* EXTRACT PROVIDED:
※ ※ ※
Trimethylamine N-oxide dihydrate is a gut microbe-dependent metabolite of dietary choline and other trimethylamine-containing nutrients. Trimethylamine N-oxide dihydrate induces inflammation by activating the ROS/NLRP3 inflammasome. Trimethylamine N-oxide dihydrate also accelerates fibroblast-myofibroblast differentiation and induces cardiac fibrosis by activating the TGF-β/smad2 signaling pathway[1][2][3]. In Vitro:The size and migration of fibroblasts are increased after Trimethylamine N-oxide (TMAO) dihydrate treatment compared with non-treated fibroblasts in vitro. Trimethylamine N-oxide dihydrate increases TGF-β receptor I expression, which promotes the phosphorylation of Smad2 and up-regulates the expression of α-SMA and collagen I. The ubiquitination of TGF-βRI is decreased in neonatal mouse fibroblasts after Trimethylamine N-oxide dihydrate treatment. Trimethylamine N-oxide dihydrate also inhibits the expression of smurf2[2].
Trimethylamine N-oxide is frequently found in the tissues of a variety of marine organisms that protects against the adverse effects of temperature, salinity, high urea and hydrostatic pressure[3]. In Vivo:Note:
Please do not refer to only one article to determine the experimental conditions. It is recommended to determine the optimal experimental conditions (animal strain, age, dosage, frequency and cycle, detection time and indicators, etc.) through preliminary experiments before the formal experiment.

Trimethylamine N-oxide (dihydrate) can be used in animal modeling to create cardiovascular and metabolic disease models[1].

Induction of cardiovascular and metabolic diseases
Background
Trimethylamine N-oxide (dihydrate) stimulated cardiac hypertrophy, as indicated by increased cell area of cardiomyocytes and expression of hypertrophic markers including atrial natriuretic peptide (ANP) and beta-myosin heavy chain (β-MHC). Additionally, Trimethylamine N-oxide (dihydrate) induced cardiac hypertrophy and cardiac fibrosis in SD rats[2].
Specific Mmodeling Methods
Rat: Wistar• male• weighing 200-250 g[1]
Administration: 100 μM and 1 mM• perfusion or incubation in TMAO-containing buffer solution• incubated for 1 h[1]
Mice: CD-1• male• weighing 25-30 g• 6-8 weeks of age[1]
Administration: 120 mg/kg• mixed with drinking water• a single dose or daily for 7 days[1]
Note
(1) Rat hearts were perfused, and aortic rings from each experimental animal were immersed in K+-H+ buffer solution with or without the addition of Trimethylamine N-oxide (dihydrate) (100 μM final concentration). After 1 h of perfusion or incubation, the tissue samples were washed to eliminate the residues of TMAO-containing buffer solution and further homogenized with water in an OMNI Bead Ruptor 24 at a w/v ratio of 1:10[1].
※ ※ ※
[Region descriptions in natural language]

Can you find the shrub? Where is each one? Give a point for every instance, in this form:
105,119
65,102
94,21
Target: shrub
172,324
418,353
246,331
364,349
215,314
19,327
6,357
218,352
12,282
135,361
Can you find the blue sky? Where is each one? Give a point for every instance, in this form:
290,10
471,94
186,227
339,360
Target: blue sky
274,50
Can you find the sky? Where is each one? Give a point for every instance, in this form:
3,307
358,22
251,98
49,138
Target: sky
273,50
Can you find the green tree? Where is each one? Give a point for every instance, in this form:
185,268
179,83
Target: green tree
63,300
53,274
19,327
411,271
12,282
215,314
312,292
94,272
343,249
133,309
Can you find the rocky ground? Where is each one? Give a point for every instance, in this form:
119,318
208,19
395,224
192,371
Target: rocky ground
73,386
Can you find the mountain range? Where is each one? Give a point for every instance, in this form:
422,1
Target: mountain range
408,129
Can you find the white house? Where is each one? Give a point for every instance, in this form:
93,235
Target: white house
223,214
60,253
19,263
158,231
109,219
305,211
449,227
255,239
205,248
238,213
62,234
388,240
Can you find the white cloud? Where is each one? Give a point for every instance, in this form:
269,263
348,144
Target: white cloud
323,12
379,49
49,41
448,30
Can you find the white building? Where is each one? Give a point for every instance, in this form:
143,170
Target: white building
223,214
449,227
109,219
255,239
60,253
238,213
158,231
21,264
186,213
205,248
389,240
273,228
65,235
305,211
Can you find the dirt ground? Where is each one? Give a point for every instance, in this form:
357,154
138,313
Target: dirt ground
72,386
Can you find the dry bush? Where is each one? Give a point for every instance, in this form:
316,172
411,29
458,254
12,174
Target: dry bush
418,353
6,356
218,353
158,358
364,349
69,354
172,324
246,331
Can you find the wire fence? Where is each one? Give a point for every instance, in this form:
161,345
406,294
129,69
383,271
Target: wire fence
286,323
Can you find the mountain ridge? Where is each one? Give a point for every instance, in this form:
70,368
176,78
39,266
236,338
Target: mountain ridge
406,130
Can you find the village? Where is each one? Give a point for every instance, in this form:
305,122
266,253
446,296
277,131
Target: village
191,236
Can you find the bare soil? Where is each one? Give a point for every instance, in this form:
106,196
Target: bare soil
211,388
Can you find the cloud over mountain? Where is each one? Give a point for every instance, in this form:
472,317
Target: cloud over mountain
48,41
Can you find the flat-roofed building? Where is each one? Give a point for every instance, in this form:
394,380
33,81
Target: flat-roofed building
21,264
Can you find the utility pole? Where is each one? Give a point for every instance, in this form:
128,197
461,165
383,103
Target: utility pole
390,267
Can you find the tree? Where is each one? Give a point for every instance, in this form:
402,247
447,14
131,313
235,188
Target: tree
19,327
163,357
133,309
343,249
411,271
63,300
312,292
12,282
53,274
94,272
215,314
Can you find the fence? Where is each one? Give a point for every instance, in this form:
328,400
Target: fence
※ ※ ※
* WHAT YOU WILL DO: Transcribe verbatim the part of the text on trimethylamine N-oxide dihydrate that begins at the words "Trimethylamine N-oxide is" and ends after the words "the formal experiment.".

* ANSWER FOR THE TASK:
Trimethylamine N-oxide is frequently found in the tissues of a variety of marine organisms that protects against the adverse effects of temperature, salinity, high urea and hydrostatic pressure[3]. In Vivo:Note:
Please do not refer to only one article to determine the experimental conditions. It is recommended to determine the optimal experimental conditions (animal strain, age, dosage, frequency and cycle, detection time and indicators, etc.) through preliminary experiments before the formal experiment.